_短い課題_
エントリーのうち、「instance of decorative」を含む行で始まり「[0,227,189,403]」を含む行で終わる部分だけを、両端の行も含めて一行も省かずに書き直すこと。その際、バウンディングボックスの座標の数値にはすべて2.5を掛けて整数に丸め（端数がちょうど0.5なら切り上げる）、画像は答えに含めないこと。

_検出例_
# # #

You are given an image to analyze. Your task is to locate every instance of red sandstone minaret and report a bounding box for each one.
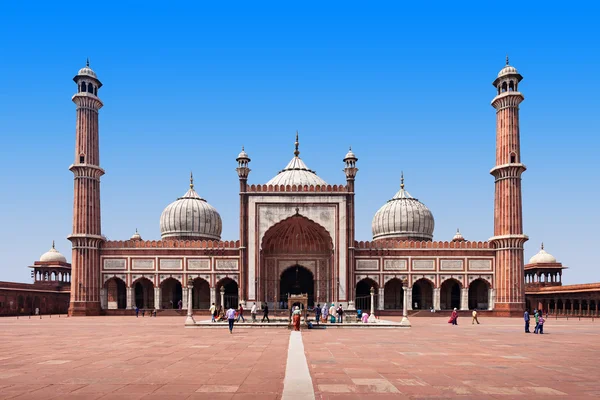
[490,57,528,315]
[68,60,104,316]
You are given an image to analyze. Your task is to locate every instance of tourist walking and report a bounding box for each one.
[329,303,336,324]
[209,303,217,322]
[235,303,246,322]
[260,303,271,322]
[225,307,235,333]
[315,304,321,325]
[321,302,329,323]
[336,304,344,324]
[448,308,458,325]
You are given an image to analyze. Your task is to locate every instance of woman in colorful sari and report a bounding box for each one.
[448,308,458,325]
[292,306,300,331]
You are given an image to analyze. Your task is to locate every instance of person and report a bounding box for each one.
[235,303,246,322]
[321,302,329,323]
[225,307,235,334]
[315,304,321,325]
[209,303,217,322]
[260,303,271,322]
[448,308,458,325]
[292,306,300,331]
[336,304,344,324]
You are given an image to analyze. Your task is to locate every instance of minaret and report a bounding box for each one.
[235,146,250,302]
[490,57,528,315]
[343,147,358,309]
[68,60,105,316]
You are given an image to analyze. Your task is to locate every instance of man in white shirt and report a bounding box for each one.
[225,307,235,333]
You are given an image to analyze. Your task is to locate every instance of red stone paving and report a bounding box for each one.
[303,317,600,399]
[0,317,600,400]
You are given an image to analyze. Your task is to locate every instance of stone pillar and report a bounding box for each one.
[433,288,441,311]
[400,280,412,327]
[210,287,217,305]
[185,279,196,325]
[488,289,496,311]
[125,288,135,310]
[460,288,469,311]
[100,288,108,310]
[154,287,162,310]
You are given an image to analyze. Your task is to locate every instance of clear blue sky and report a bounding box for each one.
[0,1,600,283]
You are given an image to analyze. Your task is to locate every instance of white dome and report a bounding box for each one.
[267,132,327,186]
[529,243,556,264]
[372,177,435,240]
[160,181,222,240]
[40,241,67,263]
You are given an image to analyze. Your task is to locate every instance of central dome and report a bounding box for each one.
[160,176,222,240]
[267,132,327,186]
[372,175,435,240]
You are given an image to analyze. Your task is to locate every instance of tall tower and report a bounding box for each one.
[490,57,528,315]
[68,60,104,316]
[235,146,251,302]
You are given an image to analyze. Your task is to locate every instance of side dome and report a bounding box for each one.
[40,240,67,263]
[372,175,435,241]
[529,243,556,264]
[160,176,223,240]
[267,132,327,186]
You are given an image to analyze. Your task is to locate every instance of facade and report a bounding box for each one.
[51,59,596,315]
[0,243,71,316]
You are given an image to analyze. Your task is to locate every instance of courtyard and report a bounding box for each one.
[0,316,600,400]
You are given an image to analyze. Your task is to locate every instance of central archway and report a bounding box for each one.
[258,216,334,308]
[279,265,315,308]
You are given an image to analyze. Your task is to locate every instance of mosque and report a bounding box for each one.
[0,59,600,316]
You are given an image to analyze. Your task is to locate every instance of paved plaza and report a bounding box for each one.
[0,316,600,400]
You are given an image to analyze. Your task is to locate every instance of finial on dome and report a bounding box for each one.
[294,131,300,157]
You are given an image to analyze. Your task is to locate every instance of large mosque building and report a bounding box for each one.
[0,59,600,315]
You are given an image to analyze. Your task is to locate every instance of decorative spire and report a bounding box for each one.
[294,131,300,157]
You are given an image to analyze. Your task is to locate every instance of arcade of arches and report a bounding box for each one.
[257,213,334,308]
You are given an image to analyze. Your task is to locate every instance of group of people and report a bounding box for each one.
[523,309,546,335]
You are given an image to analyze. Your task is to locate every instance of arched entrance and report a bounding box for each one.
[105,277,127,310]
[160,278,183,310]
[192,278,210,310]
[217,278,240,310]
[383,278,404,310]
[469,278,490,310]
[412,278,433,310]
[354,278,379,313]
[257,216,334,308]
[279,265,315,308]
[133,278,154,310]
[440,279,460,310]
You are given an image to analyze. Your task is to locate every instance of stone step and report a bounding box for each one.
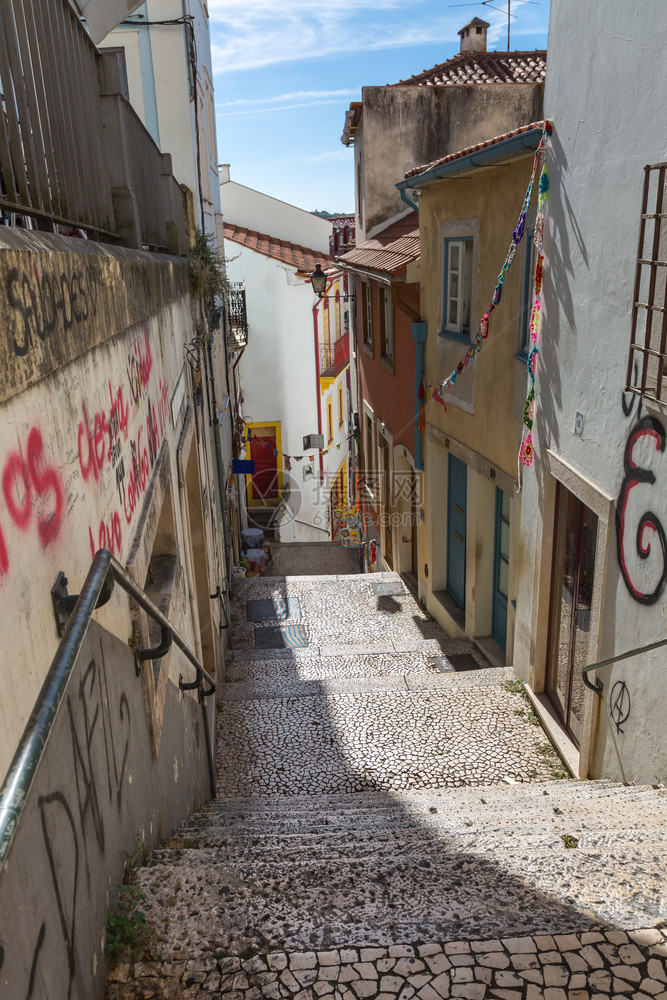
[158,810,667,865]
[171,782,667,846]
[222,667,514,702]
[225,639,490,683]
[134,835,667,954]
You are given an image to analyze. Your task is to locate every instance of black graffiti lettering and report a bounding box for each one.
[6,267,97,357]
[40,274,57,333]
[7,267,30,358]
[86,270,97,316]
[37,792,79,998]
[67,660,104,851]
[616,416,667,604]
[26,923,46,1000]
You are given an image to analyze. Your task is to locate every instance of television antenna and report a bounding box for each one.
[449,0,540,52]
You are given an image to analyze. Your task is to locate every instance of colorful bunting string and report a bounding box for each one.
[247,427,355,464]
[424,121,553,409]
[519,154,549,467]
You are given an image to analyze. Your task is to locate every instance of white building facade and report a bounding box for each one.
[221,172,351,542]
[514,0,667,784]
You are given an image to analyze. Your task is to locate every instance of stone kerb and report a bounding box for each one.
[0,227,189,403]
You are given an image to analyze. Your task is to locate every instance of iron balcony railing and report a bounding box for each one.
[581,639,667,695]
[226,281,248,347]
[0,549,215,869]
[0,0,187,254]
[320,336,350,378]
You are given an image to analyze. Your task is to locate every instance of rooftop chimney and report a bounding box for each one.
[459,17,491,52]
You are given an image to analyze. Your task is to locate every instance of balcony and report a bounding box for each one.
[320,336,350,378]
[226,281,248,349]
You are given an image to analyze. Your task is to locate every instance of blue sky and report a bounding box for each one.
[208,0,549,212]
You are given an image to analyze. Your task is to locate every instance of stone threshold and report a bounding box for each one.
[524,684,580,779]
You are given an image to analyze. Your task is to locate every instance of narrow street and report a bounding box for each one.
[108,545,667,1000]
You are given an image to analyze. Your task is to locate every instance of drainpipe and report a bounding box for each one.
[313,294,329,486]
[410,322,428,472]
[396,185,419,212]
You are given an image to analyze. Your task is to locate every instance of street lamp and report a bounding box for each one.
[308,264,354,302]
[310,264,327,299]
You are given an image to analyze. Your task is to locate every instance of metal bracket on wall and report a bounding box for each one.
[51,572,113,639]
[213,584,229,632]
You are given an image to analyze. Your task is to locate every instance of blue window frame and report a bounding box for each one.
[440,236,473,343]
[516,229,535,362]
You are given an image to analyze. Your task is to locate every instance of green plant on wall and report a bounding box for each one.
[188,229,228,311]
[106,836,148,959]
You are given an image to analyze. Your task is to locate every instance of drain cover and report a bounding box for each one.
[255,625,310,649]
[447,653,480,670]
[432,656,454,674]
[371,583,405,597]
[246,597,302,622]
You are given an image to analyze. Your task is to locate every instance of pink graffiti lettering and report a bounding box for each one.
[78,382,130,482]
[88,510,123,557]
[124,426,150,524]
[0,427,65,574]
[127,332,153,406]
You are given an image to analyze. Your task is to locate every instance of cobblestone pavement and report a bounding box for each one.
[108,546,667,1000]
[266,542,354,576]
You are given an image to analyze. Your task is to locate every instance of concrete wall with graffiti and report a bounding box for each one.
[0,230,217,788]
[515,0,667,783]
[0,622,210,1000]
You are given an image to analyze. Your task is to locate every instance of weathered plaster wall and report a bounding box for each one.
[0,622,210,1000]
[355,277,420,548]
[220,178,333,257]
[517,0,667,782]
[228,242,327,541]
[0,229,206,774]
[419,155,534,663]
[362,84,543,235]
[419,156,533,479]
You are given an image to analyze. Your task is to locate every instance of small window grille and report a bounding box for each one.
[626,163,667,401]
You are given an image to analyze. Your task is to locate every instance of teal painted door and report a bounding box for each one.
[447,454,468,608]
[491,486,510,650]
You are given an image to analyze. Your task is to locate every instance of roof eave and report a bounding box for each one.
[396,127,543,191]
[338,260,411,285]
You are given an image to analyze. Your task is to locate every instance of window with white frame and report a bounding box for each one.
[378,285,394,364]
[364,402,377,500]
[442,236,473,341]
[517,230,535,361]
[361,281,373,351]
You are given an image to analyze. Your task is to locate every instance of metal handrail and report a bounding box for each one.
[581,639,667,696]
[0,549,215,869]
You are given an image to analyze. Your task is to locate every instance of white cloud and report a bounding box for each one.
[215,91,356,118]
[209,0,548,74]
[209,0,460,73]
[216,87,361,108]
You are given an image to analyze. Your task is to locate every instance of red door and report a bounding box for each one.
[250,427,279,503]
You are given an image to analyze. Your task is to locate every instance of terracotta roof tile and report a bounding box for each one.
[405,121,544,177]
[223,222,335,274]
[389,49,547,87]
[336,212,419,275]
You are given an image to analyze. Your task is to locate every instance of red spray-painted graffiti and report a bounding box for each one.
[77,333,169,555]
[127,332,153,406]
[0,427,65,574]
[616,416,667,604]
[78,382,130,482]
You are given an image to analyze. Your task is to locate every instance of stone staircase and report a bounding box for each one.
[108,574,667,1000]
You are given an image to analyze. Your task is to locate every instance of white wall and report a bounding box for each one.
[220,180,333,256]
[100,0,220,235]
[226,240,327,541]
[515,0,667,782]
[0,230,208,774]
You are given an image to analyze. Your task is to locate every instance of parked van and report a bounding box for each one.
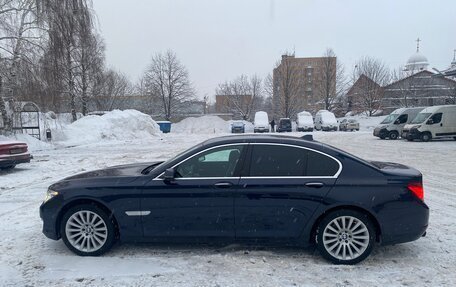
[374,108,424,140]
[253,111,269,133]
[296,112,314,132]
[315,110,338,131]
[277,118,292,133]
[402,105,456,142]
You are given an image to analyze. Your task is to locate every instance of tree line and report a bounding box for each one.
[0,0,456,131]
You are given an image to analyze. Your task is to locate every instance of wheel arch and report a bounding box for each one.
[55,198,120,239]
[309,204,382,243]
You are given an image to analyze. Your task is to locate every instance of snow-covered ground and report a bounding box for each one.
[0,113,456,286]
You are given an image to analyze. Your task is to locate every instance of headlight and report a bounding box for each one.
[44,189,59,202]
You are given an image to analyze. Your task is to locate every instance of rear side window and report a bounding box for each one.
[250,145,339,176]
[306,150,339,176]
[250,145,307,176]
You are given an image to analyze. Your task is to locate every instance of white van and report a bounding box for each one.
[402,105,456,142]
[296,112,314,132]
[253,111,269,133]
[374,107,424,140]
[315,110,338,131]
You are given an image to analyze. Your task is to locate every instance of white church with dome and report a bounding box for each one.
[382,39,456,113]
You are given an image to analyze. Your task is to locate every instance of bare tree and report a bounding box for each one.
[0,0,41,132]
[317,48,347,111]
[89,70,134,111]
[40,0,93,120]
[273,54,303,118]
[353,57,390,116]
[216,75,263,120]
[143,50,194,120]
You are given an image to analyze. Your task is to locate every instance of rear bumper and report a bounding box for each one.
[297,127,313,132]
[0,153,31,167]
[381,203,429,245]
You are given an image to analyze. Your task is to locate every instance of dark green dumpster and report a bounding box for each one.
[157,121,171,133]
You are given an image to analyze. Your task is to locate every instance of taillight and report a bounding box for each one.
[407,182,424,201]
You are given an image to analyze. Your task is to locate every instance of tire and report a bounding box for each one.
[420,132,432,142]
[60,204,116,256]
[388,131,399,140]
[316,209,376,265]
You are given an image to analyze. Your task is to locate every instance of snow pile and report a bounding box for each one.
[337,115,386,131]
[0,134,54,152]
[171,116,231,134]
[51,110,161,145]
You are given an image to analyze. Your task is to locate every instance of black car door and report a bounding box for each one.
[141,144,247,238]
[234,144,341,239]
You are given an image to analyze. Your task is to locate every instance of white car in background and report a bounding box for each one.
[253,111,269,133]
[296,111,314,132]
[315,110,338,131]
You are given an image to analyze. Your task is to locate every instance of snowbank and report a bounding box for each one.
[171,116,230,134]
[0,134,54,152]
[51,110,161,145]
[337,115,386,131]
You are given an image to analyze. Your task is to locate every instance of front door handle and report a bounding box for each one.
[306,182,324,188]
[214,182,233,188]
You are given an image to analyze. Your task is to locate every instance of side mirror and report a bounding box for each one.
[163,168,176,181]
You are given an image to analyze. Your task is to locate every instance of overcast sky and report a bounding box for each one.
[93,0,456,100]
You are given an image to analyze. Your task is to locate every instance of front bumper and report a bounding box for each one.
[401,128,421,140]
[40,195,62,240]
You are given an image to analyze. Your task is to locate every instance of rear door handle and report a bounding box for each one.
[214,182,233,188]
[306,182,324,188]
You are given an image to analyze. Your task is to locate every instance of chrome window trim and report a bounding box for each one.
[153,143,343,180]
[153,143,249,180]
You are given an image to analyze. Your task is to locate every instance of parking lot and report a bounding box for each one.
[0,132,456,286]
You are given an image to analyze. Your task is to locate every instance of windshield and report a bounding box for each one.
[410,113,432,124]
[381,114,399,124]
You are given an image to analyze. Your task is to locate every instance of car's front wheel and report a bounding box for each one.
[316,210,375,264]
[60,204,115,256]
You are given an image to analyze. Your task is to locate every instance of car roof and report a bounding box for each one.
[201,134,327,149]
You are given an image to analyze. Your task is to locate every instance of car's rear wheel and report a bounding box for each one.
[316,209,375,264]
[60,204,115,256]
[388,131,399,140]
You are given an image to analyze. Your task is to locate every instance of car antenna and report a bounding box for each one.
[301,135,313,141]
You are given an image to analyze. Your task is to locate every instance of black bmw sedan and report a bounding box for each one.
[40,135,429,264]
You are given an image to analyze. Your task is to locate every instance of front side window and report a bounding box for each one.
[431,113,442,124]
[175,145,244,178]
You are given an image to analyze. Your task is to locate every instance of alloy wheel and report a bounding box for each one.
[65,210,108,252]
[322,216,370,261]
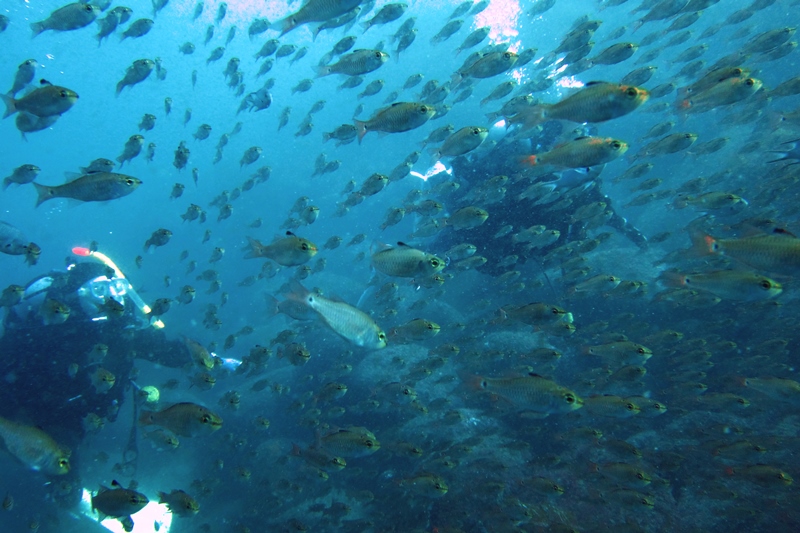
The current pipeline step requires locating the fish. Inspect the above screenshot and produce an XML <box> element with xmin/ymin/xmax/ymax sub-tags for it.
<box><xmin>522</xmin><ymin>136</ymin><xmax>628</xmax><ymax>168</ymax></box>
<box><xmin>691</xmin><ymin>229</ymin><xmax>800</xmax><ymax>276</ymax></box>
<box><xmin>33</xmin><ymin>172</ymin><xmax>142</xmax><ymax>207</ymax></box>
<box><xmin>286</xmin><ymin>280</ymin><xmax>386</xmax><ymax>350</ymax></box>
<box><xmin>317</xmin><ymin>427</ymin><xmax>381</xmax><ymax>459</ymax></box>
<box><xmin>469</xmin><ymin>372</ymin><xmax>584</xmax><ymax>415</ymax></box>
<box><xmin>0</xmin><ymin>417</ymin><xmax>72</xmax><ymax>476</ymax></box>
<box><xmin>0</xmin><ymin>79</ymin><xmax>79</xmax><ymax>118</ymax></box>
<box><xmin>275</xmin><ymin>0</ymin><xmax>361</xmax><ymax>37</ymax></box>
<box><xmin>291</xmin><ymin>443</ymin><xmax>347</xmax><ymax>472</ymax></box>
<box><xmin>31</xmin><ymin>2</ymin><xmax>100</xmax><ymax>37</ymax></box>
<box><xmin>182</xmin><ymin>336</ymin><xmax>216</xmax><ymax>370</ymax></box>
<box><xmin>89</xmin><ymin>367</ymin><xmax>116</xmax><ymax>394</ymax></box>
<box><xmin>662</xmin><ymin>270</ymin><xmax>783</xmax><ymax>300</ymax></box>
<box><xmin>91</xmin><ymin>480</ymin><xmax>150</xmax><ymax>521</ymax></box>
<box><xmin>117</xmin><ymin>59</ymin><xmax>156</xmax><ymax>96</ymax></box>
<box><xmin>139</xmin><ymin>402</ymin><xmax>222</xmax><ymax>437</ymax></box>
<box><xmin>144</xmin><ymin>228</ymin><xmax>172</xmax><ymax>252</ymax></box>
<box><xmin>433</xmin><ymin>126</ymin><xmax>489</xmax><ymax>159</ymax></box>
<box><xmin>158</xmin><ymin>490</ymin><xmax>200</xmax><ymax>517</ymax></box>
<box><xmin>371</xmin><ymin>242</ymin><xmax>445</xmax><ymax>278</ymax></box>
<box><xmin>317</xmin><ymin>50</ymin><xmax>389</xmax><ymax>78</ymax></box>
<box><xmin>119</xmin><ymin>19</ymin><xmax>155</xmax><ymax>42</ymax></box>
<box><xmin>39</xmin><ymin>298</ymin><xmax>72</xmax><ymax>326</ymax></box>
<box><xmin>245</xmin><ymin>231</ymin><xmax>317</xmax><ymax>266</ymax></box>
<box><xmin>354</xmin><ymin>102</ymin><xmax>436</xmax><ymax>144</ymax></box>
<box><xmin>509</xmin><ymin>81</ymin><xmax>650</xmax><ymax>129</ymax></box>
<box><xmin>7</xmin><ymin>59</ymin><xmax>37</xmax><ymax>98</ymax></box>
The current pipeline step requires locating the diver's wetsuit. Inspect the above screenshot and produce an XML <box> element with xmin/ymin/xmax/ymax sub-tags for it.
<box><xmin>0</xmin><ymin>262</ymin><xmax>189</xmax><ymax>504</ymax></box>
<box><xmin>431</xmin><ymin>122</ymin><xmax>647</xmax><ymax>276</ymax></box>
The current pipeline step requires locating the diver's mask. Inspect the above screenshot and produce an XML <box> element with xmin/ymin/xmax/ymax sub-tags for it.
<box><xmin>76</xmin><ymin>276</ymin><xmax>131</xmax><ymax>318</ymax></box>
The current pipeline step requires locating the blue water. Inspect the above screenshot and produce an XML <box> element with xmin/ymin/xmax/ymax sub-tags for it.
<box><xmin>0</xmin><ymin>0</ymin><xmax>800</xmax><ymax>532</ymax></box>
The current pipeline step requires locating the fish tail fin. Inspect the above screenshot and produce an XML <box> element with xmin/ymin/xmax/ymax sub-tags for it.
<box><xmin>275</xmin><ymin>16</ymin><xmax>297</xmax><ymax>37</ymax></box>
<box><xmin>314</xmin><ymin>65</ymin><xmax>333</xmax><ymax>78</ymax></box>
<box><xmin>264</xmin><ymin>294</ymin><xmax>281</xmax><ymax>318</ymax></box>
<box><xmin>459</xmin><ymin>372</ymin><xmax>487</xmax><ymax>393</ymax></box>
<box><xmin>0</xmin><ymin>94</ymin><xmax>17</xmax><ymax>118</ymax></box>
<box><xmin>33</xmin><ymin>183</ymin><xmax>50</xmax><ymax>207</ymax></box>
<box><xmin>244</xmin><ymin>237</ymin><xmax>264</xmax><ymax>259</ymax></box>
<box><xmin>353</xmin><ymin>119</ymin><xmax>367</xmax><ymax>144</ymax></box>
<box><xmin>282</xmin><ymin>279</ymin><xmax>311</xmax><ymax>304</ymax></box>
<box><xmin>139</xmin><ymin>411</ymin><xmax>155</xmax><ymax>426</ymax></box>
<box><xmin>658</xmin><ymin>270</ymin><xmax>686</xmax><ymax>289</ymax></box>
<box><xmin>689</xmin><ymin>231</ymin><xmax>719</xmax><ymax>257</ymax></box>
<box><xmin>31</xmin><ymin>22</ymin><xmax>47</xmax><ymax>37</ymax></box>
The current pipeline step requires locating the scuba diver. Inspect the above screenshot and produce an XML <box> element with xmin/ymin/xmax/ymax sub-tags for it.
<box><xmin>429</xmin><ymin>121</ymin><xmax>647</xmax><ymax>276</ymax></box>
<box><xmin>0</xmin><ymin>248</ymin><xmax>188</xmax><ymax>507</ymax></box>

# # #

_正解_
You are given an image to analyze. Your task is to locate every instance of decorative spire and report a bounding box for each one.
[735,328,750,393]
You are given an image to analyze. Your task is to locate every instance of arcade of arches and report a bounding box for each one.
[643,533,835,770]
You are given an image to analyze. Your task is to locate every instance of group of people and report a bounding box for each one.
[1308,773,1365,838]
You are given an image to analyze. Your task is to locate every instance of arched entrance and report a bounding box for each one.
[263,693,318,775]
[400,695,458,775]
[480,695,525,775]
[543,695,600,775]
[958,695,1010,775]
[1173,695,1225,775]
[1030,695,1083,775]
[885,695,948,783]
[643,540,835,770]
[698,663,788,770]
[333,695,385,775]
[1100,698,1150,775]
You are given an image to analyze. Your task is to locate every instance of stone step and report a bounding box for each one.
[395,2025,1668,2163]
[428,1955,1668,2115]
[555,1668,1285,1755]
[563,1598,1225,1708]
[335,2088,1668,2385]
You are given an image to analyze. Your task is to locate every instance of black graffiti lettering and report a bounding box for each one.
[15,668,243,893]
[100,685,143,833]
[18,668,75,895]
[215,675,243,790]
[93,1980,198,2495]
[168,1650,260,2128]
[1540,1040,1668,1510]
[65,2308,115,2500]
You are given an image to analyze. Your task is to locate every instance of television antenna and report a bounding box for each one.
[1123,0,1350,130]
You are given an image to analyze. Your task is to locate every instance of colorful bunting string and report a bounding box for each one.
[618,1068,888,1160]
[1060,303,1383,1023]
[1298,385,1373,1168]
You are given an image to analyze. Your task is to locate every instance of white building facade and report a bounding box for each one.
[553,430,878,1355]
[1285,0,1668,1960]
You are given an image to analyze. Your task is to locate every instance of stone kerb and report a bounding box for each one.
[0,568,473,1008]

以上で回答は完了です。